GOAL
Write out every one of the entries below again, substituting "widest part" for each occurrence of "thickest part" and leaving all other wording unchanged.
====================
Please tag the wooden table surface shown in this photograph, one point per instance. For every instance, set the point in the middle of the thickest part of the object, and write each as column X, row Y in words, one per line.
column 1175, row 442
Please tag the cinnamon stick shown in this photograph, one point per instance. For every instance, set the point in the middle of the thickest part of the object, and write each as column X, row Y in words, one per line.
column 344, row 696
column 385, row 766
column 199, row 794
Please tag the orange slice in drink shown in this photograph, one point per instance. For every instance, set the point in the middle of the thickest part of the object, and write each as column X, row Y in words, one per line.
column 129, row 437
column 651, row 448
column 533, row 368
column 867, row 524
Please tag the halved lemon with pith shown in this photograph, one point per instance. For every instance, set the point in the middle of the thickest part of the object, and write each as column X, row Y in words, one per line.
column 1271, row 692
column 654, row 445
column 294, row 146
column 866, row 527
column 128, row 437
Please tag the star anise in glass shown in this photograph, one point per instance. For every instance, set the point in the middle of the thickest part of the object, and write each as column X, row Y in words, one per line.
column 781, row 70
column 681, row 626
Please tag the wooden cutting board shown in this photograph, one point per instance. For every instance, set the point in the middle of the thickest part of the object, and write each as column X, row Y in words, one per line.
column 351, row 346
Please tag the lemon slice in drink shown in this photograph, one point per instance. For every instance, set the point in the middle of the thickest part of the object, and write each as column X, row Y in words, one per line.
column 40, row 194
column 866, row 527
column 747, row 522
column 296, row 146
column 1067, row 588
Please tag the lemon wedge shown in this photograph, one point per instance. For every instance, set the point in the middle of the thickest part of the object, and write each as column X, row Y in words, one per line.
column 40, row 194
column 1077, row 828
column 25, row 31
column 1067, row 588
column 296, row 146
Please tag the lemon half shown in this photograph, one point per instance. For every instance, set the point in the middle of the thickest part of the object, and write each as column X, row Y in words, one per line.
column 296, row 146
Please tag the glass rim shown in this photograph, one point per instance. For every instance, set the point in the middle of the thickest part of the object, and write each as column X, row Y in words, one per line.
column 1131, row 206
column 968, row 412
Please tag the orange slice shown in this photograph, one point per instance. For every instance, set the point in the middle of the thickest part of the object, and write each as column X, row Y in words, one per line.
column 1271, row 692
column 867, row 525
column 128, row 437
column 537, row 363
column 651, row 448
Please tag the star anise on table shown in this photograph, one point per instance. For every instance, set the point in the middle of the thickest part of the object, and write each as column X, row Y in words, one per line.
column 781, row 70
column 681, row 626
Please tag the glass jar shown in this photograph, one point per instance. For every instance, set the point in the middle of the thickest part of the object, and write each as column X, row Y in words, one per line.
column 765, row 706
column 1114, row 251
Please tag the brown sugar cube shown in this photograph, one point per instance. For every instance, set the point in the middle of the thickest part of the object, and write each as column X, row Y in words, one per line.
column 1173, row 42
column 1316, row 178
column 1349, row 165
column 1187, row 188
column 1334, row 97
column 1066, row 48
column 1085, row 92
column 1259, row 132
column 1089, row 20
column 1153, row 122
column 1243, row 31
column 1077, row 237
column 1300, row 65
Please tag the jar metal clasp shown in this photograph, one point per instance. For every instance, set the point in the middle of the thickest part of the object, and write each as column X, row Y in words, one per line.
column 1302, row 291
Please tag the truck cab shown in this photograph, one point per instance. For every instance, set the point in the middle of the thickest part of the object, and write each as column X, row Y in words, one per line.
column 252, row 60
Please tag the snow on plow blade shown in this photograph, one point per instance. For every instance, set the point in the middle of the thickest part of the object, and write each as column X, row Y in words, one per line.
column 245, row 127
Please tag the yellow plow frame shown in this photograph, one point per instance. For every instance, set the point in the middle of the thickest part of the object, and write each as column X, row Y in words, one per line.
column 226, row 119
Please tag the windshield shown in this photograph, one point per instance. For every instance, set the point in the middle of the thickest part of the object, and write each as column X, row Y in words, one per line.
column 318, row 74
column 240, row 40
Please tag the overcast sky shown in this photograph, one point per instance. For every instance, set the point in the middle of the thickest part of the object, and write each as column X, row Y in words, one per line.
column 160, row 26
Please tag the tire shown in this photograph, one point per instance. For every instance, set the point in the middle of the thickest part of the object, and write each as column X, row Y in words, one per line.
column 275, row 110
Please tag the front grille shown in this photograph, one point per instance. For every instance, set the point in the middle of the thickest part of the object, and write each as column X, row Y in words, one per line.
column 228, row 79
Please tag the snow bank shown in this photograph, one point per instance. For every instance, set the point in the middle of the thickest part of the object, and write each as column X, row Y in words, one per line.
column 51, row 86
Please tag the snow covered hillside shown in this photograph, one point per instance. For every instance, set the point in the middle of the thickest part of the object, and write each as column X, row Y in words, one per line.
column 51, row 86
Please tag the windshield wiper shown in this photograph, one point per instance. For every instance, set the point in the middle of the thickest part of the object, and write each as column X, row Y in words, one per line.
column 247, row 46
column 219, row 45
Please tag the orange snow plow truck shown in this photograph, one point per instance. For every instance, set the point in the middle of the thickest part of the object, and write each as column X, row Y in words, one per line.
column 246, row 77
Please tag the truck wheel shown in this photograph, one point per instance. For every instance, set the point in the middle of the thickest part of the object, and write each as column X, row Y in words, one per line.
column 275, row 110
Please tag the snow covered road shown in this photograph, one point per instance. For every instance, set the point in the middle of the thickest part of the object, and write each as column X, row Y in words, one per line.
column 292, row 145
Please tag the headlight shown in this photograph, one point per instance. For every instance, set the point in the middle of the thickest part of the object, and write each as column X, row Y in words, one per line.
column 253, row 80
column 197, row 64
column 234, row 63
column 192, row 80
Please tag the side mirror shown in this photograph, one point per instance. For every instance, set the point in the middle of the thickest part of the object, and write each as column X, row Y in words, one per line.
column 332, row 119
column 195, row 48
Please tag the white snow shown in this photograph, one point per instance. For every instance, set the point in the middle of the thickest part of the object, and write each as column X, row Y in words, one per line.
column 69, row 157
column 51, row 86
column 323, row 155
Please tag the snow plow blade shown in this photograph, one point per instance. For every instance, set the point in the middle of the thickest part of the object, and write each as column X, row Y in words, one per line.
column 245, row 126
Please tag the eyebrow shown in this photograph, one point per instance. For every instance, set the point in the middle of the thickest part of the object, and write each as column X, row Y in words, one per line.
====================
COMPLETED TASK
Please tag the wooden table surface shown in this photograph, one point per instance. For every instance, set the point in the middle of the widest part of the object, and write each as column X, row Y in words, one per line.
column 1175, row 442
Please tag the cinnamon stick shown in this photograph, one point per instance. For every instance, set the point in the middle of the widest part of the object, and write each as column X, row Y in words, one per line.
column 344, row 696
column 385, row 766
column 199, row 794
Please tag the orange slice in drink shown in this photograph, one point per instance. For every instance, set the point in the middle of the widest part of the object, and write each as column X, row Y in words, one per line.
column 129, row 437
column 651, row 448
column 533, row 368
column 867, row 524
Please tag the halved lemon with pith shown in this photograph, one point per instance. For every instance, set the point in the middle of the widest part of the object, and write each as column X, row Y in words, one per line.
column 1271, row 692
column 654, row 445
column 294, row 146
column 866, row 527
column 128, row 437
Please tag the star anise in glass shown in this photograph, one point per instance. For every instance, set the point in the middle of the widest part of the object, and write each as column X, row Y in words, one per line.
column 781, row 70
column 681, row 626
Please tag the wooden cutting board shown in this photograph, one point per instance. For every instance, set the point in the middle of the widest part of the object, and write each as column X, row Y in words, one per line.
column 351, row 346
Please tag the lemon slice in drink shown in this photograph, one point per instance. For every instance, set the point in the middle of the widest part of the object, and write each as column X, row Y in words, one per line.
column 40, row 194
column 866, row 527
column 747, row 522
column 296, row 146
column 1067, row 588
Please tag the lemon wedge shown in this photograph, one point per instance. For every instance, set the point in the middle of the widest part of the object, and write each as column X, row Y in words, one per line.
column 40, row 194
column 1077, row 828
column 25, row 31
column 1067, row 588
column 296, row 146
Please tag the lemon half shown in this photograph, one point per instance. For every instance, set the point in the middle of the widest part of the object, and write each as column X, row Y in words, one per line.
column 296, row 146
Please tag the glass rim shown in this photograph, one point per instance. For every instance, set the point in the middle of the widest part of the object, and write each as column X, row Y in words, one per line.
column 1131, row 206
column 968, row 412
Please tag the orange slice shown in this photograph, one point per instance. For every instance, set the point in the middle of the widest part of the object, and write each as column X, row Y in words, one per line.
column 1271, row 692
column 867, row 525
column 128, row 437
column 537, row 363
column 651, row 448
Please tag the star anise on table shown in this photograph, one point per instance. For every instance, set the point in the middle of the widest part of the object, and write each as column X, row Y in words, one per line.
column 781, row 70
column 681, row 626
Please tag the glass jar shown in this photograph, one point per instance. For every instance, set the point in the middle of the widest part of the object, and write each as column X, row Y in words, one per line.
column 765, row 706
column 1114, row 251
Please tag the brown sugar cube shown in this photograph, one point per instance. For every instance, set the point in the middle of the widest part of the object, and write each as column X, row Y in words, one per line.
column 1173, row 42
column 1316, row 178
column 1349, row 165
column 1187, row 188
column 1334, row 97
column 1066, row 48
column 1085, row 92
column 1259, row 132
column 1089, row 20
column 1153, row 122
column 1243, row 31
column 1077, row 237
column 1300, row 65
Please tag the jar metal clasp shown in this photograph, one point per instance. For every instance, set the point in the middle of the widest part of the object, and write each as column X, row Y in words, one per line.
column 1302, row 291
Please tag the truck cab shown in this photograph, one point per instance. For every instance, set the point in the middle of the widest part of the object, and write each as column X, row Y in words, one per line.
column 252, row 60
Please tag the snow on plow blade shown in this photograph, one point per instance. For every instance, set the point in the middle of the widest part of the object, and write each as column X, row Y in words, one per line.
column 245, row 127
Please tag the yellow plow frame shown in this photograph, one point per instance. For every instance, set the point in the middle of the widest part of the object, and write each as column X, row Y in words, one per line.
column 226, row 119
Please tag the windshield shown in this photograph, one point per instance. For every instance, set the point in the middle of the widest part of the object, and write each as column X, row Y in words, one per line.
column 318, row 74
column 240, row 40
Please tag the overcast sky shown in this photograph, one point per instance. For every instance, set the point in the middle of the widest part of the object, and write each as column X, row Y in words, one per line.
column 160, row 26
Please tag the tire shown in this photograph, one point per instance. For every instance, set the point in the middle of the widest part of the object, and write each as column X, row Y in words, one per line.
column 275, row 110
Please tag the front grille shown in this photograph, one point per instance. For every instance, set the point in the middle of the widest part of the object, and write each as column X, row Y in words, one per line.
column 228, row 79
Please tag the snow bank shown in this photograph, one point per instance. For every instance, set the point in the middle of the widest part of the object, and write each as column X, row Y in words, one per line.
column 51, row 86
Please tag the snow covered hillside shown in this photograph, one point per instance. For every instance, set the point in the middle of the widest part of the object, and write each as column X, row Y in words, one per line.
column 51, row 86
Please tag the windshield wiper shown in this photograph, one point per instance. For every instance, set the point in the middle of the widest part of the object, and write each as column X, row Y in words, one per line.
column 247, row 46
column 219, row 45
Please tag the orange snow plow truck shown in this photograph, one point per instance. For every instance, set the point in the middle of the widest part of the object, and write each as column X, row Y in words, one per line.
column 246, row 77
Please tag the truck wheel shown in this photograph, one point per instance. For every instance, set the point in the middle of the widest part of the object, and write each as column X, row Y in words, one per line.
column 275, row 110
Please tag the snow covered road shown in this photograph, one point per instance. For every instance, set the point in the middle of the widest part of the object, and write each as column X, row Y in words, one per line.
column 292, row 145
Please tag the headlight shown in this photograph, one point per instance. For every instance, set the point in the middle of the widest part of the object, and write each as column X, row Y in words, one per line.
column 253, row 80
column 197, row 64
column 234, row 63
column 192, row 80
Please tag the side mirror shown in this photograph, one point per instance. For every instance, set the point in the middle of the widest part of the object, and write each as column X, row Y in words, one per line.
column 332, row 119
column 195, row 48
Please tag the white snow shown in this photograph, one point per instance. For every instance, set the point in the middle of the widest part of the object, and write each as column X, row Y in words, one per line.
column 69, row 157
column 51, row 86
column 323, row 155
Please tag the snow plow blade shown in this photograph, one point per instance. For every instance, set the point in the middle of the widest part of the object, and write each as column X, row Y in words, one per line.
column 245, row 126
Please tag the eyebrow shown in this photograph, one point per instance. For every instance, set the point in the middle of the widest part of the object, and write each as column X, row Y in words, one per line.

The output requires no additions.